Your goal:
Every record that follows must be duplicated exactly, with images left out.

Available records:
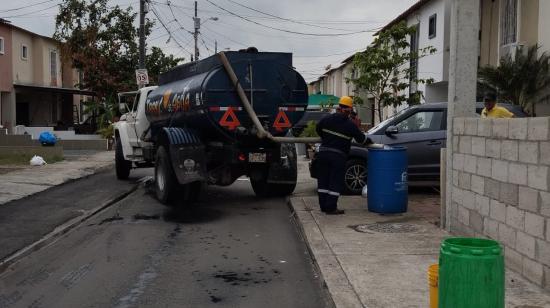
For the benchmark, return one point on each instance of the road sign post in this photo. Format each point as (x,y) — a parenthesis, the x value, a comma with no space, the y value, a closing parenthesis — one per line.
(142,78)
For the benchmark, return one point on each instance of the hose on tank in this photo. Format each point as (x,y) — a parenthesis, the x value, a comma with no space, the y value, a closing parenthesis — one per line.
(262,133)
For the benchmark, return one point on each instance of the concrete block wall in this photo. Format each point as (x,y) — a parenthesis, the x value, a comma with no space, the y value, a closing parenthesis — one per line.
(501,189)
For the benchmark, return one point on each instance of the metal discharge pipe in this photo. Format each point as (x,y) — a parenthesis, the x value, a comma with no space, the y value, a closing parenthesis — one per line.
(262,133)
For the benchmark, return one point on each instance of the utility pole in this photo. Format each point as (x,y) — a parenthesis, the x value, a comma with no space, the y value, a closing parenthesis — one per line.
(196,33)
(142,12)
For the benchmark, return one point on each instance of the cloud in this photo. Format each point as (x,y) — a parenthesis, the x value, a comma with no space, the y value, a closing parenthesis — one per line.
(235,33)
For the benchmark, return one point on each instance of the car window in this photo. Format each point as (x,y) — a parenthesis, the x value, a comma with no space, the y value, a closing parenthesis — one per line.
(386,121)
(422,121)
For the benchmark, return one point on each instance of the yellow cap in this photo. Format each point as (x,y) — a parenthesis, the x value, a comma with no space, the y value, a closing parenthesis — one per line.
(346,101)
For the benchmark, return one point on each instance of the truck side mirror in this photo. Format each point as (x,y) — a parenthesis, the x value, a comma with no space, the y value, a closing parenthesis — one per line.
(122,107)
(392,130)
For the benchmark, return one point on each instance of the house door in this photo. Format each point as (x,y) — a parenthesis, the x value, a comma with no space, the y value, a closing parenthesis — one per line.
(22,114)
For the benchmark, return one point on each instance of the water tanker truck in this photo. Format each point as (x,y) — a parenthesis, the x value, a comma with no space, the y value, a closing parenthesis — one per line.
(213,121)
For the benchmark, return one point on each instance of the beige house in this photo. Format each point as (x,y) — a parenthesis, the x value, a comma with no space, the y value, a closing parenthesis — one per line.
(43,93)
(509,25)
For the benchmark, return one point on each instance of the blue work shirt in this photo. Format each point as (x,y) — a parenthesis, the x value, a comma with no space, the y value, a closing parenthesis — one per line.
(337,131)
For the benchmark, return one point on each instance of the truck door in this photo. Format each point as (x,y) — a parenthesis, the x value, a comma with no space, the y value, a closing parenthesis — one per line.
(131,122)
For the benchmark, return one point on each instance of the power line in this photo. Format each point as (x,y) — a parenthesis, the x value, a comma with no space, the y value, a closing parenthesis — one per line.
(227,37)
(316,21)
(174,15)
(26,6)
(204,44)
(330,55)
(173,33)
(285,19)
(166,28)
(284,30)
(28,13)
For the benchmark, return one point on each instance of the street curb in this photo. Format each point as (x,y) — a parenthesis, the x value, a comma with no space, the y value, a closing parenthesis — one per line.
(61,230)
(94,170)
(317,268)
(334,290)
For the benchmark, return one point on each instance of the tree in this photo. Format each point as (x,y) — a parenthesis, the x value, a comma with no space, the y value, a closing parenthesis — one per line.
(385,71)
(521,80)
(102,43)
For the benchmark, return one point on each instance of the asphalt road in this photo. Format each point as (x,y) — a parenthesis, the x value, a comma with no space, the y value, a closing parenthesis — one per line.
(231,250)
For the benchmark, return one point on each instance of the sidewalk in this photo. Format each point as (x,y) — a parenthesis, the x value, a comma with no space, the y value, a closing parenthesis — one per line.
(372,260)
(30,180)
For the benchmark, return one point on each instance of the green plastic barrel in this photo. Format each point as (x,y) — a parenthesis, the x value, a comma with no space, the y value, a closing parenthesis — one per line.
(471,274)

The response:
For the benchmark, return one point on each instance of the road sign post in this photo. Format each point as (x,y) — a parenthesis, the x value, a comma with no space, the y value, a closing parenthesis — one per line.
(142,78)
For the benchmark, return one point on each instance of the hose on tank in this photo. Format each point as (x,y) — a parenthesis, the x value, a comma with no space, the y value, a closing parenthesis — one per line.
(262,133)
For the benchmark, return one point on each instance of the concrete block wall in this photo. Format each point as (x,y) — a parenthesis, the x value, a comma with no space, the y value, a closing parenthesis — one per line.
(501,189)
For the benchmark, return one point on each instance of the metal discharge pipe in this photo. Format each point as (x,y) — a parenthesis, the x value, a comma with no space, the y value, a closing parenthesis — one per line.
(262,133)
For the benchmark, return one point on each instance of the utility pole in this photo. Format each point as (x,y) — a parenthesis, the x value, a comma with no space, the y value, a closing parenthesis — one per line.
(196,33)
(142,12)
For the benchmark, return one point on each instance of the cloud in this photo. Format each point as (x,y) — a parenthesis, the x value, a comma with no space, the y value, a closing parenthesis — one per line.
(235,33)
For the benchmark, return one point on each instance of the car window in this photo. Format each point as (x,y) — a parenthesis, the x value, a comma with no space, the y value, a closing parenthesis — one per line.
(386,121)
(422,121)
For the benchmark, return one point on each instance of the yellow cap in this photo. Format each point as (x,y) — a parenthesis, the x value, a comma with no space, the y value, a closing parenthesis — one per line.
(346,101)
For the benchmark, return one point on each instance of the truck side mirror in this photo. Format each point as (x,y) — a parenthesis, the x value, a comma with no space, the y value, a closing parenthesis — one per line.
(122,107)
(392,130)
For the benchmark, return one point on each instance of the house door in this photo. Format each point as (x,y) — a parenthesis, the x value, a comma with no space, the y value, a closing parenthesis — one per line.
(22,114)
For the benchmark, return one point on each instance of the water tanker truck in this photo. Format each point as (x,y) — a parenthesis, the x value, a comma with no space, the y value, a closing parenthesis — one per line.
(213,121)
For the benchmark, return one point on each instance of the beige house in this photo. Format each point as (x,y) — a parenthesis, the x value, a comma with no space, the y value, a closing parenthesis — one per line.
(43,93)
(509,25)
For the benchmark, return one point on each instance of the blue work shirt in this photo. Format each point as (x,y) — a parenthesis, the x value, a comma with no space, the y value, a closing parenthesis — one per line.
(337,131)
For the benchmark, return one point on each instance of the truck door in this photo. Format each point as (x,y) — a parenthesis, the x value, a comma with no space, the y value, a closing parenthesis — one per line.
(131,122)
For the benchmark, return one point on each instance of the power line in this photo. Format each point as (x,y) — a parenthesis, the x value, a comma with no space, the y value, a closing parenthesis — one per line.
(227,37)
(316,21)
(174,15)
(26,6)
(204,44)
(330,55)
(173,33)
(285,19)
(166,28)
(284,30)
(28,13)
For the benchmark, return one point on each instance of the street curb in this photo. Format each point as (x,y) — a parenthesis, the x value, a comma with no space, the y value, a closing parenthesis — one per line.
(61,230)
(94,170)
(317,268)
(334,290)
For the benchmark, return one point on each instance of the tree in this photo. Format each point as (x,y) — a parenthesis, the x value, a comma with no space, the y value, a closing parenthesis — one per line.
(385,71)
(521,80)
(102,43)
For the benchmark, return one point on each instance of the asphalt road in this photo. Format each point as (x,y) — a parenthesis, the x value, a comma with no space, the y value, a closing parenthesis — one per line.
(231,250)
For the benchmark, return one point on each instance of the sidewalk in this photo. Format each point as (x,y) — a parenthesis, the x value, a comma with no space, the y value, a closing parenthesis — one per line.
(372,260)
(30,180)
For the benchmark, return one point on each instance of the green plastic barrel in this photo. Format each point as (x,y) — a parenthesis, the x value, a comma with no space, the y value, a closing parenthesis — one per line.
(471,274)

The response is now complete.